### [What you will do]
Every line below is to be quoted exactly, with nothing added or dropped.

### [Pointing dataset excerpts]

►

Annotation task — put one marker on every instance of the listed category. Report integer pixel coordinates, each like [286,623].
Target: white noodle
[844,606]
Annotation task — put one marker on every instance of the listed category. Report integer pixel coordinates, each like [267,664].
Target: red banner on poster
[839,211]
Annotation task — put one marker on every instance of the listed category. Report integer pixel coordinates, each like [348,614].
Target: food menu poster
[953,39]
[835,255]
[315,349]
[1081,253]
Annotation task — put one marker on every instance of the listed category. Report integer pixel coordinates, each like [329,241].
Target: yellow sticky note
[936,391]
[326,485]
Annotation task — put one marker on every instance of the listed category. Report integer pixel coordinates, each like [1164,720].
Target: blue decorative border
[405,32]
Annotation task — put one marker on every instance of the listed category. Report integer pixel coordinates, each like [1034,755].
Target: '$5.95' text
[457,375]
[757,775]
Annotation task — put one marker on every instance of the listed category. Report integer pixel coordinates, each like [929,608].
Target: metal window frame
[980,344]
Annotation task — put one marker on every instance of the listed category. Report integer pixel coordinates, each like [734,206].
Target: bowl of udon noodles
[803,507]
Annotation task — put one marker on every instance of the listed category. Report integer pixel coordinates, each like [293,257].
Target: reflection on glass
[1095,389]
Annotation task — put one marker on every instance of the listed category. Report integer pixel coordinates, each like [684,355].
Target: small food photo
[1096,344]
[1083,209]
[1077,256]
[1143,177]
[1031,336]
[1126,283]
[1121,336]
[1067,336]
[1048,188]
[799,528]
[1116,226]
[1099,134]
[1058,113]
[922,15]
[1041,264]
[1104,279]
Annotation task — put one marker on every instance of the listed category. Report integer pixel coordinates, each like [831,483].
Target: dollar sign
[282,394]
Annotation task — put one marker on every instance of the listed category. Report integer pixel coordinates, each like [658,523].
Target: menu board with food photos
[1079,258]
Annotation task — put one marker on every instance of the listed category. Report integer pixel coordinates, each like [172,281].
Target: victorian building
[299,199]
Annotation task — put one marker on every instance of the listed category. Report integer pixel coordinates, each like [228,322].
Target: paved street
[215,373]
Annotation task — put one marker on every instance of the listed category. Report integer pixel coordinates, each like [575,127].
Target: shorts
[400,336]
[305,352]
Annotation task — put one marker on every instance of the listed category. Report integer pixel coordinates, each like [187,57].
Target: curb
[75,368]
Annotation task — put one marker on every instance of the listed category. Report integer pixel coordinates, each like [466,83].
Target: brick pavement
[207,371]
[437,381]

◄

### [Written reply]
Annotation task — put one marker on every instance of the listed category. Report integer pixel coordinates, each like [286,623].
Target: white noodle
[844,606]
Annotation task — put one marker on every instance of the listed category. Report integer pixel coordinates, each like [267,664].
Target: red banner on poster
[839,211]
Annotation task — put one marker on every instance of the listed category. Report integer pixel coordinates, each like [348,614].
Target: food menu poster
[953,39]
[835,255]
[315,349]
[1081,253]
Annotation task — put one marker on every instance of the listed category. Report integer pixel coordinates, each like [329,241].
Target: yellow sticky note
[936,391]
[326,485]
Annotation task — put one marker on every instance of the listed category. Report integer pixel coordinates, each like [1164,720].
Target: blue decorative border
[405,32]
Annotation task — put one marker on every instance of the listed category. Report integer pixel coordinates, each like [1034,755].
Target: '$5.95' text
[457,375]
[757,775]
Annotation task — put one marker on every instance of the listed category. Report integer pixel coordinates, each like [929,608].
Target: metal window frame
[980,344]
Annotation task — put one marker on every instance of the listed category. Report integer pixel coordinates, each like [734,206].
Target: bowl of udon noodles
[803,507]
Annotation task — put one marker on every instance of the listed category. Report integer pixel coordinates, each like [293,257].
Target: reflection on glass
[1095,389]
Annotation task — put one marker on every instance of the listed category. Report integer pixel coordinates, each like [684,355].
Target: small food photo
[1096,344]
[1083,209]
[1077,256]
[1143,177]
[1031,336]
[1126,283]
[1121,336]
[1067,336]
[1048,188]
[799,528]
[1116,226]
[1099,134]
[1058,113]
[922,15]
[1041,264]
[1104,279]
Annotation task — put one marker on every instance of the listed category. Report integer pixel coordinates, each like [831,483].
Target: dollar sign
[282,394]
Annotation task — put one marker on every instance of the listed category. Report integer pixel coordinates, each like [658,523].
Target: menu board with food photos
[1079,258]
Annotation task — put one marker on every instance of the listed category. Report integer pixel coordinates, each like [172,281].
Target: victorian building
[299,199]
Annotation task — put one marker on every instance of the listed category. Report integer pixel coordinates, each like [228,322].
Target: paved street
[215,373]
Annotation task — put one marker on every instance of the listed category. Report integer pixel coordinates, each like [575,127].
Target: shorts
[400,336]
[305,352]
Annotation task — put one marker on every instance of the listed category. Report integer pixel coordinates, each like [187,57].
Target: curb
[75,368]
Annotation task — put one marker on every instance of the listed category. Report integer pixel coordinates, each like [466,83].
Target: brick pavement
[207,371]
[437,381]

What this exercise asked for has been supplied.